*任务目标:*
续写下方关于乔希·库什纳的文段，从其最后一句之后接着写。

*给定文段:*

.....

库什纳的名门背景,既是他实现抱负的垫脚石,也是障碍。他的父亲查理因为在打造房地产帝国过程中的不当行为而身陷囹圄。乔希(约书亚的昵称——编注)的兄弟贾里德在2009年与伊万卡·特朗普结婚,贾里德的岳父唐纳德·特朗普后来当选美国总统,造成了美国社会的分裂,而贾里德担任了岳父的总统助理。

对库什纳家族的抵触情绪,让家族的幼子深刻意识到,在商界信誉高于一切。这令他很不愿意公开谈论自己,尽管许多风投界的同行都变成了商界名人。2023年的夏季和秋季,乔希接受了《财富》杂志的五次采访。为了让他接受采访,我们费了很大的力气说服他。他在对话的时候非常谨慎,会避开可能让他听起来自负或者可能对他的父母或兄弟姐妹产生负面影响的任何公开的提问。

.....

*所给记录:*

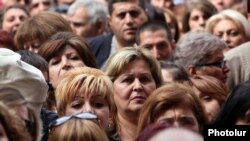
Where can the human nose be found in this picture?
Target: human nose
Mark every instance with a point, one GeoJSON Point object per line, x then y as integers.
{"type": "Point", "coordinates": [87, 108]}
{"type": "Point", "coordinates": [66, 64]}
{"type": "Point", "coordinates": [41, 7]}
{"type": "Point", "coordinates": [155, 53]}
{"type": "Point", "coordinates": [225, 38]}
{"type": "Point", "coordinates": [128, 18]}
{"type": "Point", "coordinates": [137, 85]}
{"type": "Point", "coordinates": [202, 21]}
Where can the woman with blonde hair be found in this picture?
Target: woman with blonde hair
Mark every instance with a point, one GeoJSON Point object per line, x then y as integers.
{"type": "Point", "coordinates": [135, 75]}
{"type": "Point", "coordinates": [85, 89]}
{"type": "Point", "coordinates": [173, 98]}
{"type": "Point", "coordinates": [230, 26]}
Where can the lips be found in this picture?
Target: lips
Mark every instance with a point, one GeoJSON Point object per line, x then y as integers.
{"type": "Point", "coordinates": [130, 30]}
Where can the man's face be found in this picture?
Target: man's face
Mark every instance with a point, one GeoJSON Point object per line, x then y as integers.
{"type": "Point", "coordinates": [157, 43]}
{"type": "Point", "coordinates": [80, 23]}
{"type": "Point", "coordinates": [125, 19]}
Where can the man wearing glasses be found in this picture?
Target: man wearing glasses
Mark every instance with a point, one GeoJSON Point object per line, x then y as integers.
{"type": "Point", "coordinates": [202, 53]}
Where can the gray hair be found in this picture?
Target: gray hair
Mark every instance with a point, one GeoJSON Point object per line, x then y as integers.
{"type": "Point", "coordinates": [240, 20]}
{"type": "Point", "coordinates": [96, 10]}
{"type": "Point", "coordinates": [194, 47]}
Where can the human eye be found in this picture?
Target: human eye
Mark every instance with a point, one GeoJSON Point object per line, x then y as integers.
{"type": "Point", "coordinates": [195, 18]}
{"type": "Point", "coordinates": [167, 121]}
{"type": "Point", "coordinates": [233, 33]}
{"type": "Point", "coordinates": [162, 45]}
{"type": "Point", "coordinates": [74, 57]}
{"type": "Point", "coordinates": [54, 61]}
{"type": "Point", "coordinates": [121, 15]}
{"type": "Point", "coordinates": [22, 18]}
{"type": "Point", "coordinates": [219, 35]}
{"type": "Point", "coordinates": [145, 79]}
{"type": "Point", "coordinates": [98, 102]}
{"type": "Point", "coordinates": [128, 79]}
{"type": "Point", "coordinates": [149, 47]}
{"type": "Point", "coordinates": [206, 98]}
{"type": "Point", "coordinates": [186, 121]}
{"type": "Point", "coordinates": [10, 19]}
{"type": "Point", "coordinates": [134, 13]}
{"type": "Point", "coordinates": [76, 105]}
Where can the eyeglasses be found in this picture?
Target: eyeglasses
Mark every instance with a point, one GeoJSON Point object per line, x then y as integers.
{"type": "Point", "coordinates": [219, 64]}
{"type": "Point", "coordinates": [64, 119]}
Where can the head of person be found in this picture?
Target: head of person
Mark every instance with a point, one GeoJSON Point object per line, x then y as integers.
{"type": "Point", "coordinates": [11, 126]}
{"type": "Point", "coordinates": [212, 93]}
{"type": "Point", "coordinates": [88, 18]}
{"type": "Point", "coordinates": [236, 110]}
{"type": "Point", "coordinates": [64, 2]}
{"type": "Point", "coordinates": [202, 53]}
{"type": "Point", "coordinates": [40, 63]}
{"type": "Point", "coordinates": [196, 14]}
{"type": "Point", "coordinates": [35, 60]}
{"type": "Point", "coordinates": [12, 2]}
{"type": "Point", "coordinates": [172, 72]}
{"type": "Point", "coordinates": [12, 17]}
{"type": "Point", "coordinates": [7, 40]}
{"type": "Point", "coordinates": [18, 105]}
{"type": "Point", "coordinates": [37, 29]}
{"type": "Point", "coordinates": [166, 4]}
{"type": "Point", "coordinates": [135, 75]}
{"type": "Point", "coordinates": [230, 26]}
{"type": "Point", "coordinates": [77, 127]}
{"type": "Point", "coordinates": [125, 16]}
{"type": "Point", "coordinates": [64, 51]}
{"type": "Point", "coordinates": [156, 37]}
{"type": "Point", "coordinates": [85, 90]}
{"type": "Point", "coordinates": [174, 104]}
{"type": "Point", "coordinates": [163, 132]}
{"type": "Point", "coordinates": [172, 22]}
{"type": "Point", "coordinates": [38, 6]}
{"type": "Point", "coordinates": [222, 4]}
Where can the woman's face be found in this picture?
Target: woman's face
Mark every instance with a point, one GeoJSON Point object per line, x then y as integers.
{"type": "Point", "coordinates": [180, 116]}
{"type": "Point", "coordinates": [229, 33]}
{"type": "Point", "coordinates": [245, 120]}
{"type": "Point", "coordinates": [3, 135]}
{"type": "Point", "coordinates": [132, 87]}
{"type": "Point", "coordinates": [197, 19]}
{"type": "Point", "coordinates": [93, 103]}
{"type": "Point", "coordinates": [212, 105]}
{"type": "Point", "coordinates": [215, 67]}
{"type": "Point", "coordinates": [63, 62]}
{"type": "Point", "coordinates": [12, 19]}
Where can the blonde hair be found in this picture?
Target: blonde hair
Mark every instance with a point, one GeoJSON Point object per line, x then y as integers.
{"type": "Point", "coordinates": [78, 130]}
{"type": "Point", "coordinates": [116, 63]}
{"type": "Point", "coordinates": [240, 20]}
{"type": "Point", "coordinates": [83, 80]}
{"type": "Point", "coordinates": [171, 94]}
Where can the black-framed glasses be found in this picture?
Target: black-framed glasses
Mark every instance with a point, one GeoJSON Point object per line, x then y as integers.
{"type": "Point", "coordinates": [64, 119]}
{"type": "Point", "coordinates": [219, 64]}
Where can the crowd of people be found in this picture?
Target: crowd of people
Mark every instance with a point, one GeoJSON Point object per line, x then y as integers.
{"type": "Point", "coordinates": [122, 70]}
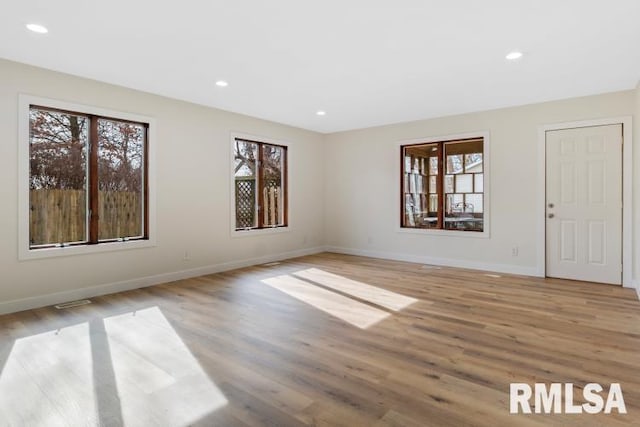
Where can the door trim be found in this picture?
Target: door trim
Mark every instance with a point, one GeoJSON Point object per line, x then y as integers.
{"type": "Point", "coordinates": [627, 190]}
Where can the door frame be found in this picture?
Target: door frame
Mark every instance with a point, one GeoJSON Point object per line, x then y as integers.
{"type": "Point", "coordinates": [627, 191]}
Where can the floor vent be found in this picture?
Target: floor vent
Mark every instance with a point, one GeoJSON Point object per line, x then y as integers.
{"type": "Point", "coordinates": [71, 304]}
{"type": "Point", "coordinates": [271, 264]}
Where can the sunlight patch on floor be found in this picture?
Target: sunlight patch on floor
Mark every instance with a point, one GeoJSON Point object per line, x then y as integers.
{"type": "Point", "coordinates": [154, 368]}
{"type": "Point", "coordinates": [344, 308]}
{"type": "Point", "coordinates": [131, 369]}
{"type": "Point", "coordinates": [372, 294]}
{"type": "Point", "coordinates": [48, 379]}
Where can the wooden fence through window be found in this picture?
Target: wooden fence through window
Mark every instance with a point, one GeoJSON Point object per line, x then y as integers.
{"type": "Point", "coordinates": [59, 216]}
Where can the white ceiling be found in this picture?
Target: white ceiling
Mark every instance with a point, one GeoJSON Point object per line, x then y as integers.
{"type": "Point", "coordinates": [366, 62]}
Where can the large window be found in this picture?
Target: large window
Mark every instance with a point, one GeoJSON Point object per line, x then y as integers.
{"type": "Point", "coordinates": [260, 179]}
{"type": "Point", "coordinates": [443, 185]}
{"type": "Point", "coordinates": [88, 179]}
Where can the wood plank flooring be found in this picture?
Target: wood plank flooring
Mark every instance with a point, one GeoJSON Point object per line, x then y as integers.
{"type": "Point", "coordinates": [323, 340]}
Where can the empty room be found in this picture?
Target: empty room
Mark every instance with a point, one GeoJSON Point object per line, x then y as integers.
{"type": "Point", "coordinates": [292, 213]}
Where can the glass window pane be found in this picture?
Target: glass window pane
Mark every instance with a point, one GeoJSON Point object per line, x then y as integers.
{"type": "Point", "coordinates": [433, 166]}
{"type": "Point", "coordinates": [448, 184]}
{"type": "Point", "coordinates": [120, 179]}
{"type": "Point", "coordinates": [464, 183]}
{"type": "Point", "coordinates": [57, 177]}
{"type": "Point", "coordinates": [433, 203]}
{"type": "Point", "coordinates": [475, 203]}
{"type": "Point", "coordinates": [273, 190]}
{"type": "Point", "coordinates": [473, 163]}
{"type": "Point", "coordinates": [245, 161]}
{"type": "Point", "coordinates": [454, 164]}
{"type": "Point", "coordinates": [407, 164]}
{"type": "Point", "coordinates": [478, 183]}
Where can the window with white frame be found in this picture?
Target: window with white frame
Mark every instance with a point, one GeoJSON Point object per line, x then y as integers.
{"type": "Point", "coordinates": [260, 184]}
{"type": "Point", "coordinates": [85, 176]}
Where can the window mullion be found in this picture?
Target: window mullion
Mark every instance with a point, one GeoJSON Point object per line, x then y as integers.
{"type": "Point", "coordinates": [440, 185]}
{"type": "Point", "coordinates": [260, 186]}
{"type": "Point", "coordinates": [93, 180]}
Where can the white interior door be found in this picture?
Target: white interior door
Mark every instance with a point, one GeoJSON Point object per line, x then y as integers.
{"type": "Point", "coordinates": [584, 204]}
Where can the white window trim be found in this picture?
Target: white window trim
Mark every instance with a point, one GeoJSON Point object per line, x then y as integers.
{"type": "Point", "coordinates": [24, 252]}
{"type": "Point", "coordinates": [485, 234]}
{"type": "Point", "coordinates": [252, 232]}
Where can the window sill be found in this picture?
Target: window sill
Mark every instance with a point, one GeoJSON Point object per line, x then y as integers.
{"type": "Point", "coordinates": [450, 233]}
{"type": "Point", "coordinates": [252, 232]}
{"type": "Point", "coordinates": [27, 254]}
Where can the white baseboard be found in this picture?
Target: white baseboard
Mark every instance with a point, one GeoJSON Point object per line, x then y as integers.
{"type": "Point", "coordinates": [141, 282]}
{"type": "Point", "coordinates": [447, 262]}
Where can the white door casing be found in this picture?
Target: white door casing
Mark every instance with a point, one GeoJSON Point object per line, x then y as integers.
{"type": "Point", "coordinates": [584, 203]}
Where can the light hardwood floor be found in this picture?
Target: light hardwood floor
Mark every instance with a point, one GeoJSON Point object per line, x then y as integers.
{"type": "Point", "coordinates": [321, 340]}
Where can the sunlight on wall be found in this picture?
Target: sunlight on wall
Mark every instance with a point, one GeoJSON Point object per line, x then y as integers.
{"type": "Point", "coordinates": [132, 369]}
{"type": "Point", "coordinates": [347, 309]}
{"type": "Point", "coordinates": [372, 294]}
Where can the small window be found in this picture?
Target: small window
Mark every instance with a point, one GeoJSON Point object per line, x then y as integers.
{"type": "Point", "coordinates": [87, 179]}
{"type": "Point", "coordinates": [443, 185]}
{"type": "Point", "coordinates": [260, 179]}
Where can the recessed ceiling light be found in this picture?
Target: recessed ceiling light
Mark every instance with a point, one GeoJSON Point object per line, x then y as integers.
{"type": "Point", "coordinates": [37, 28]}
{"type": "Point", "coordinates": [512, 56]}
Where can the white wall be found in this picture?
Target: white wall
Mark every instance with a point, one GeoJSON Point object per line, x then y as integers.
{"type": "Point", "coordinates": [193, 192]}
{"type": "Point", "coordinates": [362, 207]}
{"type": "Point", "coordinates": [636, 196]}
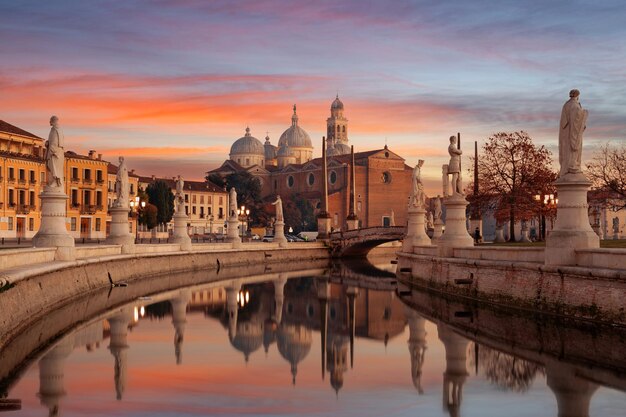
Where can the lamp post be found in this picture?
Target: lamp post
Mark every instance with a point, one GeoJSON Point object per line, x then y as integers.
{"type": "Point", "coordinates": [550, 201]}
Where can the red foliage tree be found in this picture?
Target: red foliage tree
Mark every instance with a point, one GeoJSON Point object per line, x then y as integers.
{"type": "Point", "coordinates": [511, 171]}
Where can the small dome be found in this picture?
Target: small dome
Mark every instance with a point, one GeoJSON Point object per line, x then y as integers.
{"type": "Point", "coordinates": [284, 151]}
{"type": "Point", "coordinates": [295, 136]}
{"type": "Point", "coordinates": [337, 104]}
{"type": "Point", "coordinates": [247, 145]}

.....

*输出结果:*
库什纳说:“我知道被不公平对待的感受。你意识到,你当作朋友的人并不是你真正的朋友。那么试图打动他们又有什么意义呢?”

相反,库什纳在经营公司的14年时间里相对低调,同时让全世界最成功的许多创始人相信,他并不是人们想象的那样。他们本来以为库什纳会是一个爱吹嘘、爱挑衅的人,但实际上,正如数十位创始人告诉《财富》杂志的那样,他们遇到的是一位非常彬彬有礼的同伴和顾问,库什纳能够记住他们最喜欢的威士忌酒品牌,而且经常会提醒他们,他有多重视与他们的友谊。库什纳会在他们需要的时候给他们提供资金、后勤支持和鼓励的话语;他很少会自我陶醉,更不会口出恶言。在库什纳的内心深处,有一种强烈的不满情绪。但他用一层厚厚的善意把这种情绪几乎完全掩盖了起来。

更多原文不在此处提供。